_Set task_.
Can you convert the lines from the one containing "Locate the white smoke" through the one containing "(269, 260), (600, 390)", both included, into a JSON list of strings with one string per line and blank lines omitted?

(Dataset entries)
★ ★ ★
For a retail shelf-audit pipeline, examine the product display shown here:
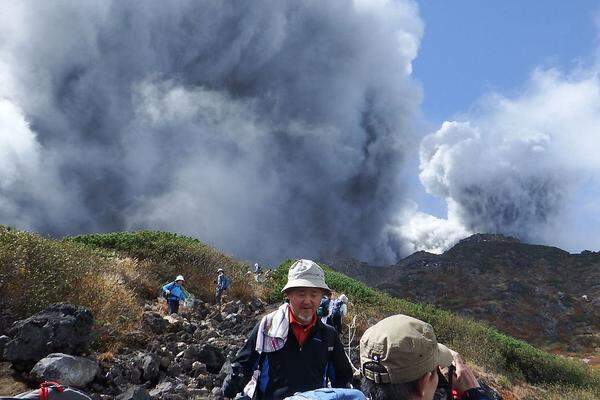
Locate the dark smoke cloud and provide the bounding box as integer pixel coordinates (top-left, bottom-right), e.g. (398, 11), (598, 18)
(0, 0), (422, 261)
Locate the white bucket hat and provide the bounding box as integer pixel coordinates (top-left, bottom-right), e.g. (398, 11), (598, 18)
(281, 260), (331, 292)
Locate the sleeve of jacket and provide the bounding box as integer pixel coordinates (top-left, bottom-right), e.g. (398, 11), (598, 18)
(223, 324), (259, 398)
(331, 328), (353, 388)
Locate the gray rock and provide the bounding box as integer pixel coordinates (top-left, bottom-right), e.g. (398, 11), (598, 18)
(115, 386), (151, 400)
(4, 303), (94, 371)
(149, 381), (175, 399)
(196, 344), (225, 374)
(137, 354), (160, 381)
(0, 335), (10, 360)
(31, 353), (100, 388)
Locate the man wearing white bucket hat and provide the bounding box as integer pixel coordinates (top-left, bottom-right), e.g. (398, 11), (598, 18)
(223, 260), (353, 400)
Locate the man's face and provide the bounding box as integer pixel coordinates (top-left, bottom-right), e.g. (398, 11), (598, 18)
(287, 288), (323, 324)
(423, 368), (440, 400)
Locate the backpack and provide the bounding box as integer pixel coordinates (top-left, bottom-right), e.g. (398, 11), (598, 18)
(317, 297), (330, 317)
(285, 388), (367, 400)
(331, 300), (344, 318)
(0, 382), (91, 400)
(221, 275), (231, 290)
(158, 282), (175, 300)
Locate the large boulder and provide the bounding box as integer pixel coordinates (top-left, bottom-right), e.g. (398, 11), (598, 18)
(115, 386), (152, 400)
(31, 353), (100, 388)
(4, 303), (94, 370)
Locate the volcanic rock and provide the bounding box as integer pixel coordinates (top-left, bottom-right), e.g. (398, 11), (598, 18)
(31, 353), (100, 388)
(4, 303), (94, 370)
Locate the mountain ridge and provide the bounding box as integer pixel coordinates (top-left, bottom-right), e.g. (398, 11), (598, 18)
(324, 234), (600, 354)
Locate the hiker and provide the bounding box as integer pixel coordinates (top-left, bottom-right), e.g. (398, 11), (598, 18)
(215, 268), (230, 306)
(317, 293), (331, 324)
(254, 263), (262, 275)
(163, 275), (189, 314)
(327, 293), (348, 335)
(223, 260), (353, 400)
(360, 315), (491, 400)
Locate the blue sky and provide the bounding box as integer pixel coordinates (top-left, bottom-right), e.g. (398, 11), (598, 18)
(413, 0), (600, 123)
(408, 0), (600, 217)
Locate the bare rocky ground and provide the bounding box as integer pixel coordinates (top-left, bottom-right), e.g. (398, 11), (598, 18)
(0, 299), (266, 400)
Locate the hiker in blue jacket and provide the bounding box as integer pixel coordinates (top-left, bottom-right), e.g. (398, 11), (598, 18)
(163, 275), (188, 314)
(215, 268), (229, 306)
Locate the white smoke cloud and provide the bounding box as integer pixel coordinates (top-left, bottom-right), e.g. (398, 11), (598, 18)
(0, 0), (423, 262)
(420, 69), (600, 249)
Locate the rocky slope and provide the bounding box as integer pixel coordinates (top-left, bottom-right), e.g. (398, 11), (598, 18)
(0, 299), (265, 400)
(326, 234), (600, 353)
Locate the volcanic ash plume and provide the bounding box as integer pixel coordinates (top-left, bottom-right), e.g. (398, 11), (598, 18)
(0, 0), (422, 261)
(420, 70), (600, 249)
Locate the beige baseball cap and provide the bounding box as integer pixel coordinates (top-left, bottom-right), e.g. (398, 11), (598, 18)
(360, 314), (453, 383)
(281, 260), (331, 292)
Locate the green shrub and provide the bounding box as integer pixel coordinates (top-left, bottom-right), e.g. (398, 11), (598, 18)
(269, 260), (600, 390)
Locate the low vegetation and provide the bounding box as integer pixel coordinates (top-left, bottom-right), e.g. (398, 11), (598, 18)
(0, 230), (253, 349)
(270, 260), (600, 398)
(0, 226), (600, 399)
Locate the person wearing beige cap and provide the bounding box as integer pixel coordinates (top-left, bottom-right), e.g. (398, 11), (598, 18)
(223, 260), (353, 400)
(360, 315), (491, 400)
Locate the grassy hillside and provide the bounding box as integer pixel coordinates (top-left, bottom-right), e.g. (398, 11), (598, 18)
(0, 230), (253, 348)
(270, 260), (600, 399)
(0, 227), (600, 399)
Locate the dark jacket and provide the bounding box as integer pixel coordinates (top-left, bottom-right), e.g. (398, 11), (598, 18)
(223, 319), (352, 400)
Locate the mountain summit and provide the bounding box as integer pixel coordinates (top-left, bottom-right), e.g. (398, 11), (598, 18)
(328, 234), (600, 353)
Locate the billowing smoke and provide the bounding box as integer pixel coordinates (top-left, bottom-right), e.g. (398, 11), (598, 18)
(412, 70), (600, 249)
(0, 0), (422, 261)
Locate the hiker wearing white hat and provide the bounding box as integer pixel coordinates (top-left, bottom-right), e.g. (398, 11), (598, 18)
(162, 275), (188, 314)
(223, 260), (353, 400)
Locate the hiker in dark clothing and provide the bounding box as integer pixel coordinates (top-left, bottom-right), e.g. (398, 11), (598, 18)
(223, 260), (353, 400)
(327, 293), (348, 335)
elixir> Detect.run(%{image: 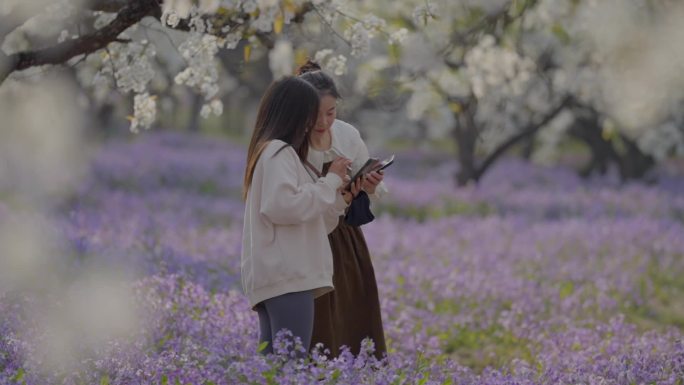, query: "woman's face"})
[314,95,337,134]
★ ★ ★
_Expected answer_.
[
  "Locate the white smoke cloud and provide the bounding box as integer pixel coordinates (top-left, bottom-right), e.g. (398, 11), (598, 18)",
  "(0, 0), (423, 262)",
  "(420, 69), (600, 249)",
  "Locate the rocky slope and provide the bounding box as integer pixel coordinates (top-left, bottom-right), e.g. (398, 11), (598, 18)",
  "(0, 299), (265, 400)",
  "(326, 234), (600, 353)",
  "Locate the volcanic ash plume and provide the bounding box as integer pixel coordinates (top-left, bottom-right), e.g. (398, 11), (598, 18)",
  "(0, 0), (422, 261)",
  "(420, 70), (600, 249)",
  "Locate the beige baseball cap and provide the bounding box as integer pixel coordinates (top-left, bottom-right), e.g. (398, 11), (598, 18)",
  "(360, 314), (453, 383)",
  "(281, 260), (331, 292)",
  "Locate the green shrub and provide the bounding box as integer pixel coordinates (top-left, bottom-right), e.g. (398, 11), (598, 18)",
  "(269, 260), (600, 390)"
]